## What to do
Look through the data below and extract, unchanged, the lines from the one that contains "target | jersey number 12" to the one that contains "target | knee", both included.

(Saved entries)
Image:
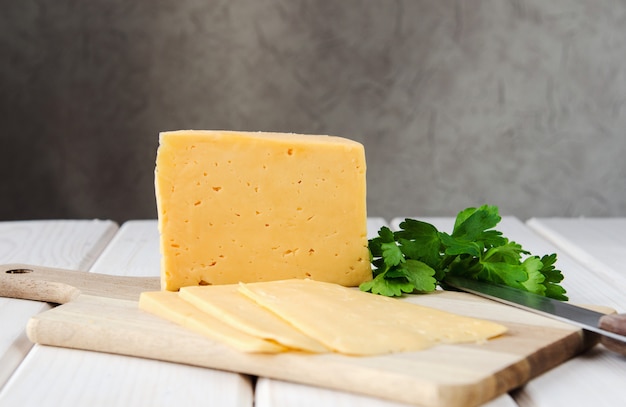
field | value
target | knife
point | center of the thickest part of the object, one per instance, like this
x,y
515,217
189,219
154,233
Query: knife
x,y
611,327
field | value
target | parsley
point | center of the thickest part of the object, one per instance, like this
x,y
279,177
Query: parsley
x,y
418,257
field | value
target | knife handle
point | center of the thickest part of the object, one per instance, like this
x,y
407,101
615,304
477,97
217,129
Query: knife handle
x,y
615,323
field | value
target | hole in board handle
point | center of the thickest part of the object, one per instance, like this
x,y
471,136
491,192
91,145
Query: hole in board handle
x,y
18,271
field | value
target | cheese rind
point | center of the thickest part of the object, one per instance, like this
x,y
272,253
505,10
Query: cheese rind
x,y
247,207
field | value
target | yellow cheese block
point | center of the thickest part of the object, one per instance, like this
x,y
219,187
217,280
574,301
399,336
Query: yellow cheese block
x,y
252,206
227,304
169,306
356,323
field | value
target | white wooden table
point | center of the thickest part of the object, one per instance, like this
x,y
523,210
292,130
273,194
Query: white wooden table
x,y
589,253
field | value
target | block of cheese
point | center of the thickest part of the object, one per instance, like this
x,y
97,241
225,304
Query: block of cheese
x,y
170,306
352,322
227,304
253,206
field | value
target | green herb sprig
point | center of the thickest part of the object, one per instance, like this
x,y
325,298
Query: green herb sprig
x,y
418,257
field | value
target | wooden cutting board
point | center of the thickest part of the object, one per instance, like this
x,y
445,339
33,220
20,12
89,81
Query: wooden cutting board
x,y
100,313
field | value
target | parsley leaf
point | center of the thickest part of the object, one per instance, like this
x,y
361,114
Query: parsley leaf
x,y
418,257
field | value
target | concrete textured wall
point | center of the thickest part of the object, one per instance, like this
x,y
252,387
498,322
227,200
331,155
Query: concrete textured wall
x,y
520,103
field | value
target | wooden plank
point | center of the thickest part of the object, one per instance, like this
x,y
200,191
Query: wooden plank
x,y
71,244
591,252
581,380
69,377
598,244
278,393
102,379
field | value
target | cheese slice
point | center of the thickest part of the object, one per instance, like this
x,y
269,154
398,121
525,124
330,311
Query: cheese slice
x,y
356,323
254,206
227,304
169,306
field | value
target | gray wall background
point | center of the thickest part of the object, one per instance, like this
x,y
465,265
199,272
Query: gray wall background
x,y
519,103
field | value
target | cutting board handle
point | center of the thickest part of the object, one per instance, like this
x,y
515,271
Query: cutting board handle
x,y
61,286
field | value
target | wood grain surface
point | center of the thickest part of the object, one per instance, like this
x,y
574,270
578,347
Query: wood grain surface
x,y
446,375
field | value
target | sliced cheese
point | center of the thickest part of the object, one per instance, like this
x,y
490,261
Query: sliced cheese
x,y
169,306
356,323
253,206
227,304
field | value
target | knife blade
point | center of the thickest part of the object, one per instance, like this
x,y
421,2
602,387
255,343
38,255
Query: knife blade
x,y
611,327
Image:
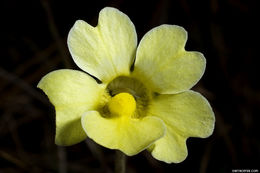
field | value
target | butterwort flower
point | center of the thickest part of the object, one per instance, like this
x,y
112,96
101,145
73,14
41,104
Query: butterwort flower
x,y
144,99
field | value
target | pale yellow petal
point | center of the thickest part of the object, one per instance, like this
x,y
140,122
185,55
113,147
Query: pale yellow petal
x,y
171,148
187,114
72,93
107,50
129,135
164,65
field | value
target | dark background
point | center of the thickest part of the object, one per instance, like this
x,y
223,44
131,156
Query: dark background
x,y
33,43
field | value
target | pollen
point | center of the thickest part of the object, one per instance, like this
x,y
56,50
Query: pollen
x,y
122,104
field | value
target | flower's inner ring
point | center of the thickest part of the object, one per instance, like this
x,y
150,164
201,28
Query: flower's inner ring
x,y
135,88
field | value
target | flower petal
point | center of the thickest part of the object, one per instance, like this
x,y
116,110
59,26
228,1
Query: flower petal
x,y
163,63
107,50
129,135
187,114
72,93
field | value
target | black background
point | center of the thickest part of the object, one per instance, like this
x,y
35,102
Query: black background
x,y
33,43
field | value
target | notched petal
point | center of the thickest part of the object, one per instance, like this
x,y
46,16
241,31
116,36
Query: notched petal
x,y
163,63
72,93
131,136
107,50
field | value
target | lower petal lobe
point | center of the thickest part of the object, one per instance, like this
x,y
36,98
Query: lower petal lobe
x,y
187,114
130,135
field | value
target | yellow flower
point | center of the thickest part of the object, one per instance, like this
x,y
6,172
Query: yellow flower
x,y
149,106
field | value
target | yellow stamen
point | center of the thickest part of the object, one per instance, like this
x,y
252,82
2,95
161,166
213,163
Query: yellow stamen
x,y
122,104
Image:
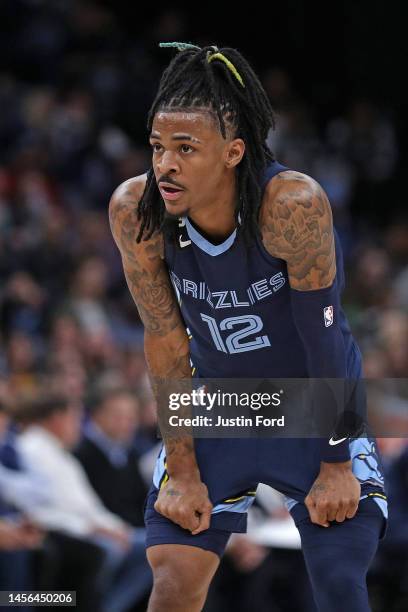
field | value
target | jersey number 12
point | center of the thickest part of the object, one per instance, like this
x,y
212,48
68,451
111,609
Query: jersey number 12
x,y
234,342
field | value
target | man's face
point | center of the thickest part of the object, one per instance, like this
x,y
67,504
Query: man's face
x,y
192,158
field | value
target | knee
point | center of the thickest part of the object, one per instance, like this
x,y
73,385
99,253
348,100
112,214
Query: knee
x,y
173,591
174,588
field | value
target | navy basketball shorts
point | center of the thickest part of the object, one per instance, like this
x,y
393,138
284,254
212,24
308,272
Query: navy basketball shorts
x,y
232,469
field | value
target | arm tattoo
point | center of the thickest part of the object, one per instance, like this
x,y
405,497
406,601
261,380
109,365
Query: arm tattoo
x,y
166,344
145,271
296,225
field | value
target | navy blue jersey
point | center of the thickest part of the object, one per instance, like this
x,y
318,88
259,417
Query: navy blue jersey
x,y
235,301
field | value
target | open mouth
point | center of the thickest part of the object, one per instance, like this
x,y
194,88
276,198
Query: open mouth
x,y
170,192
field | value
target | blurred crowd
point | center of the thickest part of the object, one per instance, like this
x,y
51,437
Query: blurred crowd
x,y
73,103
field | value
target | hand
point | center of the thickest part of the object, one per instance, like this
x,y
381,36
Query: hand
x,y
334,495
185,502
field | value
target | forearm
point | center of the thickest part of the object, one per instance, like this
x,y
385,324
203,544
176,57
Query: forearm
x,y
169,368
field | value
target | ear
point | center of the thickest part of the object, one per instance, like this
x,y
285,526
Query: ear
x,y
234,152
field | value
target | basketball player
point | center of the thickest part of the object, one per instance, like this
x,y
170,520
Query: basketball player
x,y
236,271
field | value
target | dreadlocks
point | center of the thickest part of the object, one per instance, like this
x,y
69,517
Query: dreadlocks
x,y
221,82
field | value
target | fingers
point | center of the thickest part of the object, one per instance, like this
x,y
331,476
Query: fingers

## Reply to the task
target | jersey number 12
point | center of the thickest part of the object, one per instance, like this
x,y
212,48
68,451
111,609
Query: jersey number 12
x,y
234,342
field | value
target | man's face
point | center of the thickest part of the object, one per instance, like this
x,y
67,504
Query: man's face
x,y
192,158
field | value
target | knee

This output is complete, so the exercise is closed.